(Stored dataset items)
* * * * * * * * *

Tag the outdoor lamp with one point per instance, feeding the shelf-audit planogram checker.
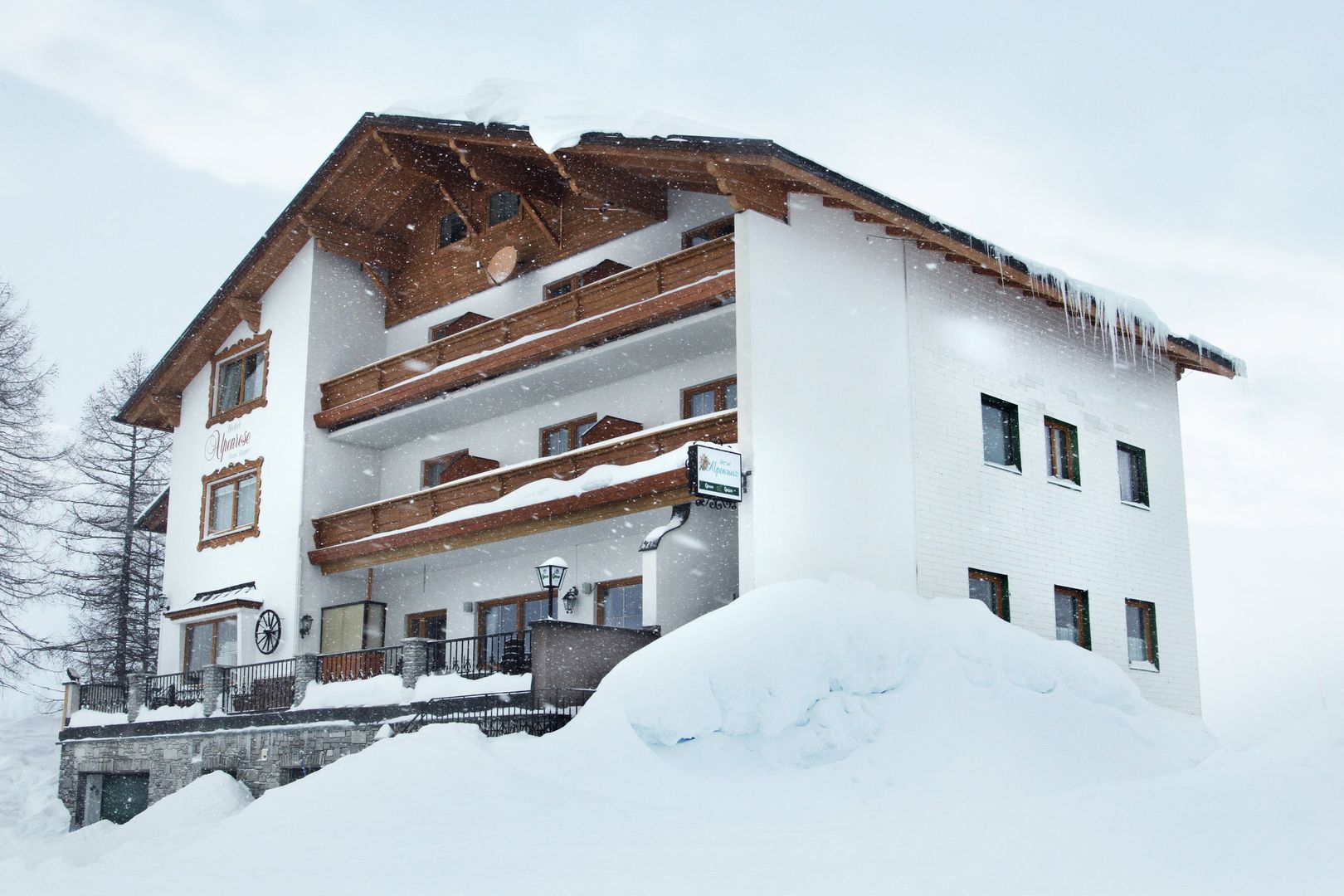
(550, 574)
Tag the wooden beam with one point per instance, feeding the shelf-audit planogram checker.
(606, 184)
(747, 192)
(357, 245)
(491, 165)
(650, 494)
(440, 165)
(539, 221)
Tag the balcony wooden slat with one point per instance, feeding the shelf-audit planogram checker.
(616, 292)
(421, 507)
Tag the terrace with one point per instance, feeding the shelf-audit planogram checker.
(632, 301)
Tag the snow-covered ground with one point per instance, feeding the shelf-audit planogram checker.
(899, 746)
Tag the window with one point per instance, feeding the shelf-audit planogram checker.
(238, 379)
(511, 614)
(1142, 631)
(1062, 451)
(450, 229)
(503, 206)
(707, 398)
(1071, 621)
(1133, 473)
(455, 325)
(433, 469)
(620, 603)
(706, 232)
(210, 644)
(230, 504)
(999, 426)
(567, 285)
(353, 626)
(991, 589)
(566, 437)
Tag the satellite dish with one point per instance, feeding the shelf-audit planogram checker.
(502, 265)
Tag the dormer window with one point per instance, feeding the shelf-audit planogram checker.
(450, 229)
(706, 232)
(238, 379)
(567, 285)
(503, 206)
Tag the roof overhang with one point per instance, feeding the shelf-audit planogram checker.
(753, 173)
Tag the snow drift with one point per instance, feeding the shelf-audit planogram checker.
(808, 738)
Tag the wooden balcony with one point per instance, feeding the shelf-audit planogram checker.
(348, 539)
(672, 288)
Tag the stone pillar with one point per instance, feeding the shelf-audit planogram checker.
(414, 660)
(134, 694)
(305, 674)
(71, 703)
(212, 687)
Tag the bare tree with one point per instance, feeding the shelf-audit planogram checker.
(114, 571)
(26, 485)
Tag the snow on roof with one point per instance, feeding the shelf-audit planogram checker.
(554, 117)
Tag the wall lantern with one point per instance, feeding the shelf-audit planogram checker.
(552, 574)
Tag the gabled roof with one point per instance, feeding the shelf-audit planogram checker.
(360, 199)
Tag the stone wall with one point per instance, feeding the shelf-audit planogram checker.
(260, 757)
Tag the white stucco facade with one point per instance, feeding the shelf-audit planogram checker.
(860, 363)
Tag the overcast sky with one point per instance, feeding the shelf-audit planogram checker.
(1185, 153)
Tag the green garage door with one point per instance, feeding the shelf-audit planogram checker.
(124, 796)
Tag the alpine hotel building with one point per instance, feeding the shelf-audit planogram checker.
(455, 356)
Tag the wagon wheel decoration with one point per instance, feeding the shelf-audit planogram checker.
(268, 631)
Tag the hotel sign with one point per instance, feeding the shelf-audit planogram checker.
(227, 442)
(715, 473)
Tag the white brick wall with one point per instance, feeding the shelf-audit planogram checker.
(968, 336)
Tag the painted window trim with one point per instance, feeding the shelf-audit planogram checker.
(600, 596)
(1001, 582)
(261, 342)
(1075, 473)
(1148, 611)
(719, 387)
(221, 477)
(1082, 617)
(709, 229)
(572, 426)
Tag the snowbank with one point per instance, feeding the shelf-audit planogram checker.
(171, 712)
(928, 694)
(91, 718)
(28, 765)
(808, 738)
(553, 114)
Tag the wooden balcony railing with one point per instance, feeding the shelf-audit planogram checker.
(683, 284)
(422, 507)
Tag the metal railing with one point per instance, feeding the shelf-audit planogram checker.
(102, 698)
(509, 652)
(503, 713)
(179, 689)
(260, 687)
(359, 664)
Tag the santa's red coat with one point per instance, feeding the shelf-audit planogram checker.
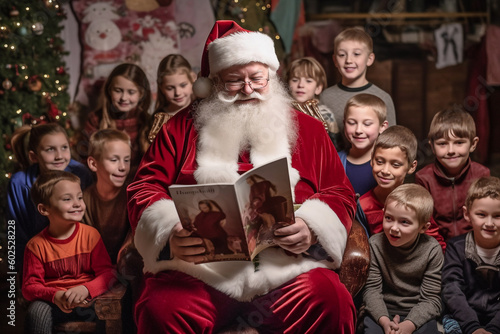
(326, 195)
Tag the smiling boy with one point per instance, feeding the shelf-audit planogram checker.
(402, 292)
(364, 119)
(109, 157)
(352, 55)
(66, 264)
(452, 137)
(471, 270)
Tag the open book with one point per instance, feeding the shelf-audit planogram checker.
(237, 221)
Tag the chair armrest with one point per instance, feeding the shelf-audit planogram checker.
(353, 271)
(108, 305)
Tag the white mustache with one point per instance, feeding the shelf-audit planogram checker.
(224, 97)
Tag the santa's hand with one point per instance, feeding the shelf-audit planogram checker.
(296, 238)
(185, 247)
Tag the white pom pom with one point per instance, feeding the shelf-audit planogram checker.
(202, 87)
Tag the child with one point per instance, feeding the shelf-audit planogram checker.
(452, 137)
(402, 292)
(306, 80)
(175, 90)
(126, 100)
(364, 120)
(471, 279)
(394, 156)
(47, 146)
(353, 53)
(66, 265)
(109, 158)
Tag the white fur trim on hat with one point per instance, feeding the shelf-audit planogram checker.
(153, 231)
(241, 48)
(202, 87)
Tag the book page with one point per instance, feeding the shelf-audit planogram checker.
(265, 200)
(211, 212)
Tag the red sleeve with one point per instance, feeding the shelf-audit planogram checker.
(160, 166)
(34, 287)
(103, 269)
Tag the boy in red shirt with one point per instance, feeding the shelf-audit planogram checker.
(394, 156)
(66, 265)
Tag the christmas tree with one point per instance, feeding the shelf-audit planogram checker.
(33, 79)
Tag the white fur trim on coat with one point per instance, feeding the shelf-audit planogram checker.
(324, 222)
(153, 232)
(239, 279)
(242, 48)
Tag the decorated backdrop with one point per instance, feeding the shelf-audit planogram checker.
(136, 31)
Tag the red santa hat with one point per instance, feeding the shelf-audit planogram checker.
(227, 45)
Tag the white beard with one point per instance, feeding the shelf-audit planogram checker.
(267, 128)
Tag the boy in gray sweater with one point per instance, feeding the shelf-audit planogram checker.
(402, 293)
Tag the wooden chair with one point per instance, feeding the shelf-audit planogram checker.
(353, 271)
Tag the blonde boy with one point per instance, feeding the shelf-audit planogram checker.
(452, 137)
(364, 119)
(471, 270)
(66, 264)
(109, 157)
(352, 55)
(394, 157)
(402, 293)
(306, 80)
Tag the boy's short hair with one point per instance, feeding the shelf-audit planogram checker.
(415, 197)
(355, 34)
(368, 100)
(398, 136)
(307, 67)
(101, 137)
(455, 120)
(482, 188)
(42, 189)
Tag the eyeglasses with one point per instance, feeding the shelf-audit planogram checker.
(238, 85)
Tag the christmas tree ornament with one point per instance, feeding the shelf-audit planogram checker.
(37, 28)
(7, 84)
(14, 12)
(34, 84)
(22, 31)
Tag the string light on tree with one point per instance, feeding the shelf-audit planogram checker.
(31, 62)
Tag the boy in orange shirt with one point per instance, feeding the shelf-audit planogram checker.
(66, 265)
(109, 158)
(452, 137)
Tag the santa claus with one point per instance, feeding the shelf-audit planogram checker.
(246, 121)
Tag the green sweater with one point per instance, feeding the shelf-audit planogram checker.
(404, 281)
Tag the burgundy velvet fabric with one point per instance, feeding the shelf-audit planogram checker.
(314, 302)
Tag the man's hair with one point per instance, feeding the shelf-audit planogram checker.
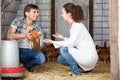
(29, 7)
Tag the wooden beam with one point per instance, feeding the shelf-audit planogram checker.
(52, 18)
(114, 40)
(0, 40)
(91, 17)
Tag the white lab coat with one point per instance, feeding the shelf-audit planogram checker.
(80, 46)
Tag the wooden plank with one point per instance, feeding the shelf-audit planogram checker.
(52, 18)
(0, 39)
(119, 34)
(114, 40)
(91, 17)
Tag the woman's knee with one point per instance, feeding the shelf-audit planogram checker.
(40, 58)
(63, 49)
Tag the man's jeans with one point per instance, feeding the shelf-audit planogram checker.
(31, 58)
(66, 59)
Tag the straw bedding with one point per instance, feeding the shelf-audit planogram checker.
(55, 71)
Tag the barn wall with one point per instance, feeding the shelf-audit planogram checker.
(100, 17)
(101, 24)
(9, 9)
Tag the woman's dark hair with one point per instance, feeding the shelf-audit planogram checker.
(75, 10)
(29, 7)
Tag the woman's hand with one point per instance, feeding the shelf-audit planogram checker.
(59, 36)
(29, 36)
(47, 41)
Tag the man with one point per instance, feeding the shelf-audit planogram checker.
(20, 30)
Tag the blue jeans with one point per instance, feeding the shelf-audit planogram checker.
(31, 58)
(66, 59)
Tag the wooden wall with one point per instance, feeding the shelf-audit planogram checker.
(114, 30)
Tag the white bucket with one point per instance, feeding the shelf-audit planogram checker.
(10, 53)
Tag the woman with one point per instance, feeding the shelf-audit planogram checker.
(78, 50)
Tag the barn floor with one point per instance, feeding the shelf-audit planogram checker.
(55, 71)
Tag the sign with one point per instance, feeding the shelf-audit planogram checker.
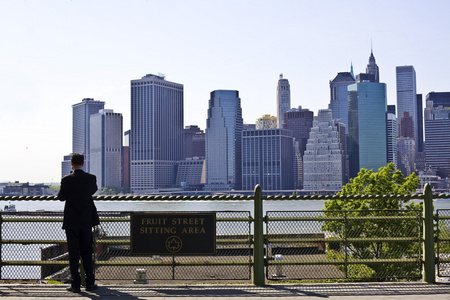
(173, 233)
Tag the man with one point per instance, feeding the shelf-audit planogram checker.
(80, 215)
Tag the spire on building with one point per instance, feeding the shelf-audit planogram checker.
(351, 70)
(372, 67)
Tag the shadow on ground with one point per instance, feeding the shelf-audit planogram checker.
(232, 290)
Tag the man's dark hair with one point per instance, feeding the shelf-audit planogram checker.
(77, 159)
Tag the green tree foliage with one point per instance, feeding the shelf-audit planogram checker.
(372, 218)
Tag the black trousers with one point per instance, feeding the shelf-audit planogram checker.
(79, 242)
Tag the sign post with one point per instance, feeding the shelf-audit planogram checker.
(170, 233)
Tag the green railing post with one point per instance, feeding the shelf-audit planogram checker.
(1, 243)
(428, 274)
(258, 245)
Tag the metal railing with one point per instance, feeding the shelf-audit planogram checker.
(305, 249)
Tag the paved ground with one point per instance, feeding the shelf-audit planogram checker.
(333, 291)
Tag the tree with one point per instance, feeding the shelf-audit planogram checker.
(376, 221)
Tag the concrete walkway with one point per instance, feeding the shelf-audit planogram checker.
(356, 291)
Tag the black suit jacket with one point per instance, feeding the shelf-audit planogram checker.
(77, 189)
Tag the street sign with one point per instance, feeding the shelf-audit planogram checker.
(172, 233)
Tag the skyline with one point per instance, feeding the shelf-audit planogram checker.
(55, 53)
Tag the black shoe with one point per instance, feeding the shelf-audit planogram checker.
(91, 287)
(73, 289)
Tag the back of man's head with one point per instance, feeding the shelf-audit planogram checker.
(77, 159)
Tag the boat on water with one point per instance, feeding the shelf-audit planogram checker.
(9, 208)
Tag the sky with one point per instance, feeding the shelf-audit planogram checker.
(55, 53)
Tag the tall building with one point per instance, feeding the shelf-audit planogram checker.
(106, 148)
(372, 67)
(81, 127)
(224, 128)
(339, 96)
(267, 159)
(283, 99)
(194, 142)
(419, 123)
(324, 159)
(156, 141)
(406, 155)
(391, 127)
(299, 121)
(407, 101)
(266, 122)
(190, 173)
(438, 99)
(126, 180)
(437, 139)
(367, 126)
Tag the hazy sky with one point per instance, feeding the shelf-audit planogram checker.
(55, 53)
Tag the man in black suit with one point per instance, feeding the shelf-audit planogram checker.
(80, 215)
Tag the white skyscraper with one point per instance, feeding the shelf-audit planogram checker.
(156, 141)
(81, 113)
(223, 141)
(324, 158)
(106, 148)
(392, 139)
(283, 99)
(407, 100)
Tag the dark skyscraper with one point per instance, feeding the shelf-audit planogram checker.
(438, 98)
(156, 141)
(194, 142)
(372, 67)
(420, 122)
(223, 141)
(81, 127)
(339, 97)
(283, 99)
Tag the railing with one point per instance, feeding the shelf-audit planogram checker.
(305, 250)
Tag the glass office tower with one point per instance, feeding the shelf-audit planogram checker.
(106, 148)
(283, 99)
(339, 96)
(156, 140)
(268, 159)
(81, 127)
(407, 100)
(223, 141)
(367, 126)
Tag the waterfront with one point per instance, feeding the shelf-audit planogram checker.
(189, 205)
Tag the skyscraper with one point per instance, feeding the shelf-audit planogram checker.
(156, 141)
(437, 139)
(267, 159)
(283, 99)
(299, 121)
(266, 122)
(339, 96)
(81, 127)
(367, 126)
(438, 98)
(194, 142)
(106, 148)
(223, 141)
(419, 123)
(391, 135)
(324, 159)
(372, 67)
(407, 101)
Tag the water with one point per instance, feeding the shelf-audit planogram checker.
(179, 206)
(33, 251)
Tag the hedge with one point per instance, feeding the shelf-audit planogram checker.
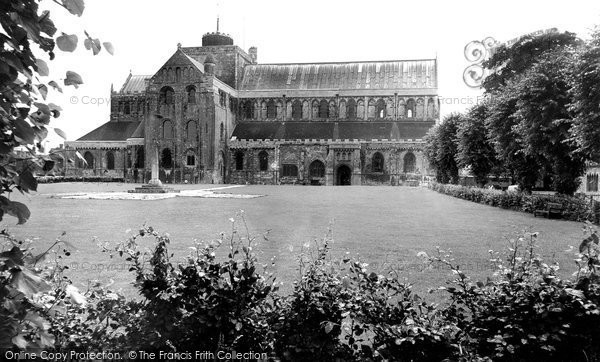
(574, 208)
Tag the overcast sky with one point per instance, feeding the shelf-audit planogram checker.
(145, 34)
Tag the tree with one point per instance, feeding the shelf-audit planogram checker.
(24, 112)
(25, 118)
(508, 62)
(441, 149)
(586, 98)
(474, 149)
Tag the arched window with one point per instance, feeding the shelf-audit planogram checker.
(420, 113)
(351, 109)
(190, 158)
(315, 109)
(323, 109)
(342, 110)
(401, 108)
(371, 109)
(239, 161)
(139, 157)
(377, 162)
(191, 132)
(166, 95)
(110, 160)
(191, 92)
(316, 169)
(166, 159)
(297, 110)
(410, 108)
(380, 109)
(410, 162)
(592, 182)
(430, 108)
(89, 159)
(289, 171)
(263, 160)
(360, 109)
(271, 109)
(167, 129)
(248, 110)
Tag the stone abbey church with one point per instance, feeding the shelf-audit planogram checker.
(213, 114)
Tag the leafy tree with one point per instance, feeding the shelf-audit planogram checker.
(509, 62)
(24, 112)
(502, 132)
(544, 121)
(586, 98)
(441, 148)
(474, 148)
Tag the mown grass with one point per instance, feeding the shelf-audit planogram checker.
(385, 226)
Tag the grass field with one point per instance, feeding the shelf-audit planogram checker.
(383, 225)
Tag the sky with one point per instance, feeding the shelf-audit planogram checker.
(145, 33)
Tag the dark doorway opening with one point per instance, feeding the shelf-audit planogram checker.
(344, 176)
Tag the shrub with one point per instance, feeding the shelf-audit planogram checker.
(339, 310)
(574, 208)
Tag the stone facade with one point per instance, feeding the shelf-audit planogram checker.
(211, 114)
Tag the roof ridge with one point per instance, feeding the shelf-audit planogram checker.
(347, 62)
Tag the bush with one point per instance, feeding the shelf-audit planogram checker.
(574, 208)
(339, 310)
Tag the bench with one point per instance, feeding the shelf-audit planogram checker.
(553, 209)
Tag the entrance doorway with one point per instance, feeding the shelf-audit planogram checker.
(344, 176)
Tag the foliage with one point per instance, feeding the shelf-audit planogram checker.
(509, 62)
(586, 98)
(441, 148)
(204, 304)
(543, 121)
(526, 311)
(574, 208)
(475, 151)
(24, 112)
(338, 310)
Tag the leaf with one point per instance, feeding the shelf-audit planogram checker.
(27, 181)
(43, 90)
(109, 47)
(29, 283)
(66, 42)
(47, 339)
(93, 44)
(18, 210)
(41, 67)
(75, 7)
(73, 79)
(23, 132)
(61, 133)
(20, 341)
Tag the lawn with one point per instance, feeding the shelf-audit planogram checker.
(384, 226)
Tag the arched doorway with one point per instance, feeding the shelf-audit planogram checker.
(344, 176)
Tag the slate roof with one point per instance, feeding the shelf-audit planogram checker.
(111, 131)
(396, 74)
(139, 131)
(135, 84)
(366, 131)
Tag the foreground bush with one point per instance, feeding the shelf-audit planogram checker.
(339, 310)
(574, 208)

* * * * * * * * *

• [The exercise]: Take the line that contains "Tag the stone abbey" and every line after it through the end of the listing above, and repeat them exactly.

• [Task answer]:
Tag the stone abbey church with one point per instance, feeding the shelf-audit planogram checker.
(213, 114)
Tag the leafy tree with one point per instance, feeding the shelf-audit planogram checker.
(509, 62)
(24, 112)
(502, 132)
(544, 121)
(586, 98)
(441, 148)
(474, 148)
Tag the mown grass with one point per instance, feeding the shelf-audit planogram checker.
(385, 226)
Tag the grass field with one point per instance, feeding the shelf-audit planogram checker.
(383, 225)
Tag the sky with one point per instance, feeding the shelf-audit planogram checker.
(145, 33)
Tag the dark doorway opening with one point per instance, feeding the shelf-audit planogram checker.
(344, 176)
Tag the shrub with one point per instance, feeding the shelf-audit planogram checker.
(339, 310)
(574, 208)
Tag the stone facade with one point per instance, feeding the shelf-audit planogram checker.
(211, 114)
Tag the roof ridge with one point per instance, feeding the shelf-audit planogram checker.
(347, 62)
Tag the bush with one point per instance, feeding the shelf-audit planogram checker.
(574, 208)
(339, 310)
Tag the bench with one point per instance, feeding the shelf-audit planogram checker.
(553, 209)
Tag the entrance doorway with one point per instance, feeding the shelf-audit planogram checker.
(344, 176)
Tag the foliage with one point per instance, feeding the shelf-audit planogram checker.
(509, 62)
(586, 98)
(441, 148)
(204, 304)
(543, 121)
(526, 311)
(574, 208)
(475, 151)
(24, 112)
(338, 310)
Tag the leaf with one point per instance, feeding the shelf-audit planogram checker.
(27, 181)
(43, 90)
(109, 47)
(29, 283)
(66, 42)
(47, 339)
(93, 44)
(18, 210)
(41, 67)
(75, 7)
(73, 79)
(23, 132)
(61, 133)
(20, 341)
Tag the lawn with one point per instance, feeding the shelf-audit planogram checker.
(384, 226)
Tag the arched doorway with one point per instance, feeding the shelf-audit planogram checker.
(344, 176)
Tag the slate roof with one point per instance, feeding the shelf-audit planogram checker.
(111, 131)
(396, 74)
(139, 131)
(135, 84)
(366, 131)
Tag the foreground bush with one point per instance, feeding the shelf-audit planogram checker.
(339, 310)
(574, 208)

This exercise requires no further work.